§ Task directions: Convert every line of the records below into a Markdown table with the columns "No." and "Text", numbering the rows in order and leaving out blank lines.

§ Extracted material:
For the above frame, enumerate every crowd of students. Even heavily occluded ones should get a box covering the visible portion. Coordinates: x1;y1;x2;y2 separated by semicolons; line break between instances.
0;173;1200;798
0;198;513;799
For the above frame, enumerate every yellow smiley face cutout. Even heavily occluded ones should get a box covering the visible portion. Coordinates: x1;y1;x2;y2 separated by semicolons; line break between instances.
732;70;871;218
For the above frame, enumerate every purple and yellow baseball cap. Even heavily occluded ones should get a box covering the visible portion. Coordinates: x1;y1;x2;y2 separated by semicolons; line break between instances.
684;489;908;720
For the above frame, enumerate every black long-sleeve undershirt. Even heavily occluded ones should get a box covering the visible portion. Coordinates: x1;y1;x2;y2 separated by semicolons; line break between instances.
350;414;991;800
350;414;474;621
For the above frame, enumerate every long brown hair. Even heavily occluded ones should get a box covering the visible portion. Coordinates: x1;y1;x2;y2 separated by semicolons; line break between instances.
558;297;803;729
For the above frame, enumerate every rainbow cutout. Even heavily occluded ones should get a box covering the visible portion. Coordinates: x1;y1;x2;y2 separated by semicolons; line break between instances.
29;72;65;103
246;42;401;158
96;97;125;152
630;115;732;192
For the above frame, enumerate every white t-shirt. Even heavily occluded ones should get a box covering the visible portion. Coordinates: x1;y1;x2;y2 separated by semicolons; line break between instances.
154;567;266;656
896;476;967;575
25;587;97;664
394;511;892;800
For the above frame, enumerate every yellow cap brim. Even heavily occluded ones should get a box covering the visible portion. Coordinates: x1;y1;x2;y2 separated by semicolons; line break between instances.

§ Written response:
| No. | Text |
|---|---|
| 1 | For the above frame, enumerate every crowd of students. Even heavily occluded ones should get a box covering the visible portion. Coordinates: x1;y1;x2;y2 separated by semicolons; line break between instances. |
| 2 | 0;173;1200;798 |
| 3 | 0;198;513;799 |
| 4 | For the above frame, enumerate every yellow smiley face cutout. Even heavily occluded ones should get a box covering the visible portion. Coordinates: x1;y1;x2;y2 separated by semicolons; line break between instances. |
| 5 | 732;70;871;218 |
| 6 | For the above frame, enumerate every purple and yellow baseball cap. Even heavily occluded ones should get a box covering the visible portion. Coordinates: x1;y1;x2;y2 separated by semicolons; line break between instances. |
| 7 | 684;489;908;720 |
| 8 | For the above frame, enumerate every black long-sleeve undershirt. Even heavily occluded ones should get a box covering the visible portion. Coordinates: x1;y1;x2;y2 separated by semicolons; line break between instances. |
| 9 | 350;414;991;800 |
| 10 | 350;414;474;621 |
| 11 | For the above frame, enumerate every long brown hair. Even heavily occluded ones should get a box covering the visible portion. Coordinates: x1;y1;x2;y2 separated by semicolons; line break between instances. |
| 12 | 558;297;803;729 |
| 13 | For the above frame, enumerate every rainbow cutout. Even heavily occluded ones should get a box covering the visible portion. Coordinates: x1;y1;x2;y2 separated by semicolons; line break between instances. |
| 14 | 29;72;65;103 |
| 15 | 246;42;401;158 |
| 16 | 96;97;125;152 |
| 17 | 630;115;732;192 |
| 18 | For the above frame, enumerate every white t-shirt. Even heavily occluded ones should get a box covering the visible portion. Coordinates: x1;y1;x2;y2 separated by semicolons; line break between instances. |
| 19 | 154;567;266;656 |
| 20 | 896;476;967;575 |
| 21 | 25;587;97;664 |
| 22 | 394;511;892;800 |
| 23 | For the above frame, enumerate every yellow cap brim. Even heavily occluded ones should get a box covering the visible portion. Coordinates: x1;y1;x2;y2 separated by semicolons; line break between instances. |